- Passage given:
Given a two-way table, practice computing all three types of relative frequency and deciding which one answers a specific question about association.
Frequency typeDenominatorWhat it tells you
Joint relative frequencyGrand totalProportion of all observations in that cell
Marginal relative frequencyGrand totalOverall distribution of one variable
Conditional relative frequencyRow or column totalDistribution of one variable within a subgroup
2.4

Describing scatterplots

A scatterplot places the explanatory variable on the x-axis and the response variable on the y-axis, with one dot per observation. Every scatterplot description must address four features: form, direction, strength, and unusual features such as outliers or clusters.

  • Form: Whether the pattern is linear or nonlinear.
  • Direction: Positive association means both variables tend to increase together; negative association means one increases as the other decreases.
  • Strength: How closely points follow the pattern; described as strong, moderate, or weak.
  • Unusual features: Outliers (points far from the pattern) and clusters (groups of points separated from others) should be noted.
Practice writing a complete four-part scatterplot description using a real data context, such as height vs. weight or study time vs. test score.
2.5

Correlation r

The correlation coefficient r quantifies the direction and strength of the linear association between two quantitative variables. It is calculated as r = (1/(n-1)) x sum of [(xi - x-bar)/sx times (yi - y-bar)/sy], but technology is used in practice. Key properties: r is unit-free, always between -1 and 1, and sensitive to outliers.

  • r = 1 or r = -1: Perfect linear association; all points fall exactly on a line.
  • r = 0: No linear association; does not rule out a nonlinear pattern.
  • Unit-free: Changing the units of x or y does not change r.
  • Outlier effect: A single outlier can substantially increase or decrease r, so always check the scatterplot.
  • Correlation does not imply causation: A strong r value does not mean x causes y; lurking variables may explain the association.
Given r = 0.92, can you conclude the relationship is linear? No. A high r only means a strong linear pattern if the scatterplot also shows a linear form.

- Work required:
Write out the statistics notes between "Given a two-way" and "linear or nonlinear.", inclusive, changing "explanatory variable" to "predictor variable" wherever it appears.

- Stored rows:
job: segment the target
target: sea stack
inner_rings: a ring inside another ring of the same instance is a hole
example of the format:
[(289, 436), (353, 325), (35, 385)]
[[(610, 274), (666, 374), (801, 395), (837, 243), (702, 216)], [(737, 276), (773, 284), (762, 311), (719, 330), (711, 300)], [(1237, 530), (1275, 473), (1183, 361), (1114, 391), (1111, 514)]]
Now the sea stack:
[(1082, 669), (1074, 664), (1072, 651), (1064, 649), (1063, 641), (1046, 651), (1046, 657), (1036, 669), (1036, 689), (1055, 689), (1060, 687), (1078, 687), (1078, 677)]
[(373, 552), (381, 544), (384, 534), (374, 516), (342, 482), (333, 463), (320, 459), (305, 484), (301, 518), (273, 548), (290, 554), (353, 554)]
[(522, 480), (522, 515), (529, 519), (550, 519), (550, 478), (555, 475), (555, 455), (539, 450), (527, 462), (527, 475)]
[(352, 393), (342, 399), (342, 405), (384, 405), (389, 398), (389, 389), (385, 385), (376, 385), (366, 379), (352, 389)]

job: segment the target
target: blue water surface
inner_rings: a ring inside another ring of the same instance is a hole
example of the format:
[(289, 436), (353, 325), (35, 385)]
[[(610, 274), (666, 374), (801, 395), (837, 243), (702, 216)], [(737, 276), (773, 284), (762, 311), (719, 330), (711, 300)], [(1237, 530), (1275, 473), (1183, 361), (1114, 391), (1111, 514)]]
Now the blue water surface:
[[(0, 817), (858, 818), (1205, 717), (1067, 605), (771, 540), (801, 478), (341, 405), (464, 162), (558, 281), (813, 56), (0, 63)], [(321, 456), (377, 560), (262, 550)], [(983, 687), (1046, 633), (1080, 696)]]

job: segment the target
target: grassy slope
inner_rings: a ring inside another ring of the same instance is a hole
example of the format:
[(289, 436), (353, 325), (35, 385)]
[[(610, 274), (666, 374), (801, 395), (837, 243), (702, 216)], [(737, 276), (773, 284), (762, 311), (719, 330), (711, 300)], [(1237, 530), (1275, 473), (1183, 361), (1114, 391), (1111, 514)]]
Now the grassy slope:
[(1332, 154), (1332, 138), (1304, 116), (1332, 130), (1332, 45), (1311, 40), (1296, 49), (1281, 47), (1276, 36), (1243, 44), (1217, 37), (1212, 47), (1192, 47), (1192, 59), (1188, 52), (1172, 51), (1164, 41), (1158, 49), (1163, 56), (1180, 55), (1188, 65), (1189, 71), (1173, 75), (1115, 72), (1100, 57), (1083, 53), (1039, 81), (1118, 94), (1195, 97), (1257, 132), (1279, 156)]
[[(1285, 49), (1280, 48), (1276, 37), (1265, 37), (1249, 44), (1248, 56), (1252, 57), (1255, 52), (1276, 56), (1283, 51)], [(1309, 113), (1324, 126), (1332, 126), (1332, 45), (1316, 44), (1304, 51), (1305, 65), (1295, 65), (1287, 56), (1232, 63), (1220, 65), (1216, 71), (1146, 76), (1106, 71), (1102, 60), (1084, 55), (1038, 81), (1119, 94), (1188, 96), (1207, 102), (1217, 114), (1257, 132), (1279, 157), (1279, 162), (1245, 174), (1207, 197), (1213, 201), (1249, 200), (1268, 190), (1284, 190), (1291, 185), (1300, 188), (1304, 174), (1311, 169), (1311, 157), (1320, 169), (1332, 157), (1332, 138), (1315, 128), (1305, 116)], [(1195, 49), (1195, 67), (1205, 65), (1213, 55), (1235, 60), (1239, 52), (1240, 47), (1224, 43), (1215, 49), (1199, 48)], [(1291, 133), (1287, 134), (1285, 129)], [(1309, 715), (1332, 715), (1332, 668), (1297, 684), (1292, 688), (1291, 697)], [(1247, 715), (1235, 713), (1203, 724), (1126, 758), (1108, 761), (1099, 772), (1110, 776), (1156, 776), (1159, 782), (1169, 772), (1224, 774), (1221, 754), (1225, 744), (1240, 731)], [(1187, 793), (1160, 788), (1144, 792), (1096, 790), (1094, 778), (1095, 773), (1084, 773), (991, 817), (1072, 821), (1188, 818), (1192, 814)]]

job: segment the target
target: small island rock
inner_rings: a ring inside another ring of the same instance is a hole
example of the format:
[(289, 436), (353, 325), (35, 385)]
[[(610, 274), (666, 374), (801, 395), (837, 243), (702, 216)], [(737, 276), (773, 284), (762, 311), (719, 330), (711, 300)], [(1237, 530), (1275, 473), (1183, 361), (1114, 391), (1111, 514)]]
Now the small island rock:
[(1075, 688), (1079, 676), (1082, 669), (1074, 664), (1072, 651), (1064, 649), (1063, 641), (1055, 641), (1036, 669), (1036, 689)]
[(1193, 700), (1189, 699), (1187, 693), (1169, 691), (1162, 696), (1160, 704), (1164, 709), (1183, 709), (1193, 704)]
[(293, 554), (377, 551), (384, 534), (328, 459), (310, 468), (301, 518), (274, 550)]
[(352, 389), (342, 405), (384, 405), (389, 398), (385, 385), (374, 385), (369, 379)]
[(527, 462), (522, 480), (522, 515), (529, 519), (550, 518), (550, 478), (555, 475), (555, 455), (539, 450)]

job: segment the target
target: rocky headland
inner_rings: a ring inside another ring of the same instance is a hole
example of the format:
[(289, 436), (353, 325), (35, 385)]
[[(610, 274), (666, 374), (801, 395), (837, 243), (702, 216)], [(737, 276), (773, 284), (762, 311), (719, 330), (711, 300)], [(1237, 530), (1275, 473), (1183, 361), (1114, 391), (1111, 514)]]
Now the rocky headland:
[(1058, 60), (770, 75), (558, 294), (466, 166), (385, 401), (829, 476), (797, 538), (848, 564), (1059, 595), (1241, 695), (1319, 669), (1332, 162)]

- Correct response:
Given a two-way table, practice computing all three types of relative frequency and deciding which one answers a specific question about association.
Frequency typeDenominatorWhat it tells you
Joint relative frequencyGrand totalProportion of all observations in that cell
Marginal relative frequencyGrand totalOverall distribution of one variable
Conditional relative frequencyRow or column totalDistribution of one variable within a subgroup
2.4

Describing scatterplots

A scatterplot places the predictor variable on the x-axis and the response variable on the y-axis, with one dot per observation. Every scatterplot description must address four features: form, direction, strength, and unusual features such as outliers or clusters.

  • Form: Whether the pattern is linear or nonlinear.